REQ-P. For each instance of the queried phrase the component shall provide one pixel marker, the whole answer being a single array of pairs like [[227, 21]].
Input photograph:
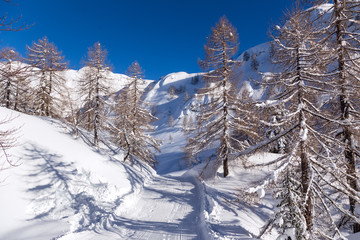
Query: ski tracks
[[167, 208]]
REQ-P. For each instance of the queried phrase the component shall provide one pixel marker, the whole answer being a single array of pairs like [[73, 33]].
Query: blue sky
[[164, 36]]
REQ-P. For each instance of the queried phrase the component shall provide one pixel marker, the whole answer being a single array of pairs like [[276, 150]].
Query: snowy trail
[[167, 208]]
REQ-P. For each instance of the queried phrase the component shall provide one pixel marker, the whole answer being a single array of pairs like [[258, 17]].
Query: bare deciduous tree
[[93, 88]]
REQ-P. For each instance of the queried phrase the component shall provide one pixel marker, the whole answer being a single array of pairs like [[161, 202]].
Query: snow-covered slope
[[172, 98], [60, 184]]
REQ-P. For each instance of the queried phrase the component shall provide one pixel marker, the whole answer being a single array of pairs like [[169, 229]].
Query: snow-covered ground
[[62, 188]]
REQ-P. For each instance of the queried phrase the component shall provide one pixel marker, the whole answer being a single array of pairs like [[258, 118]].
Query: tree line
[[310, 117]]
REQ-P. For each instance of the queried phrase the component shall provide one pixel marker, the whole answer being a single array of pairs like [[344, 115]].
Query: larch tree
[[343, 36], [14, 80], [217, 115], [47, 63], [93, 89], [314, 149], [133, 118]]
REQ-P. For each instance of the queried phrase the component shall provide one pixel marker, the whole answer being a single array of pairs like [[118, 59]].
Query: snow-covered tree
[[343, 36], [216, 117], [314, 151], [132, 120], [14, 80], [47, 63], [93, 88]]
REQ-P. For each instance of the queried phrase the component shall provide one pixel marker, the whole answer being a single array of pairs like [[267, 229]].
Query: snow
[[62, 188]]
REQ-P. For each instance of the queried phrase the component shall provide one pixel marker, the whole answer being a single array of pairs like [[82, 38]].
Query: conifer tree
[[344, 37], [132, 120], [93, 88], [47, 63], [216, 117], [14, 80], [314, 150]]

# # # # # # #

Every entry above should be duplicated exactly. Do not include the images.

REQ-P. For each instance of the queried phrase the component shall provide one pixel marker, the whole answer being a single array of pairs like [[227, 21]].
Input photograph:
Query: ski tracks
[[167, 208]]
REQ-P. For each instance of the queried phrase the component shall provide one pixel marker, the whole answer being a single array of pairs like [[73, 33]].
Query: blue sky
[[164, 36]]
REQ-P. For each instance of the queried phrase the component shall provide one pixel marker, the whole answer being a single array of pairs like [[276, 150]].
Query: snowy trail
[[167, 208]]
REQ-P. For each instance of the queried phrase the component shall provide one pixel marker, the whole answer being a single array of pairs like [[258, 17]].
Query: bare deciduous tree
[[93, 88]]
REQ-P. For each instance of the queried phrase the component shall provide one pixel marker, the whole answer being a single array of pairs like [[161, 202]].
Query: snow-covered slope
[[172, 98], [60, 184]]
REQ-P. For each instance of the queried phrase the component shall provide one pixel marker, the whole answer being a single array of pairs like [[169, 229]].
Query: snow-covered ground
[[62, 188]]
REQ-P. For each instance of the queried phrase the component shall provide one pixel marker, the whole answer being a single array of pairs like [[258, 118]].
Query: tree line
[[310, 117]]
REQ-P. For each instance of the queried phrase the component shall provide one pixel marker, the whole answer being a single array of pairs like [[344, 115]].
Query: larch tree
[[343, 36], [14, 80], [217, 115], [47, 63], [93, 89], [314, 149], [133, 118]]
REQ-P. For each instance of the queried phrase the component shall provide one pixel marker, the whole answer being a single array of pairs like [[118, 59]].
Query: snow-covered tree
[[343, 36], [216, 117], [314, 151], [132, 120], [14, 80], [47, 63], [93, 88]]
REQ-P. For each instance of the queried phrase the component shall provide one pixel marker, the whole answer being a single array of pairs like [[267, 229]].
Query: snow
[[62, 188]]
REQ-P. For each instance of the queried phrase the component shall provide one pixel marker, the whole answer being a single array of pairs like [[82, 38]].
Query: conifer tree
[[344, 37], [132, 120], [93, 88], [47, 63], [216, 117], [14, 80], [314, 150]]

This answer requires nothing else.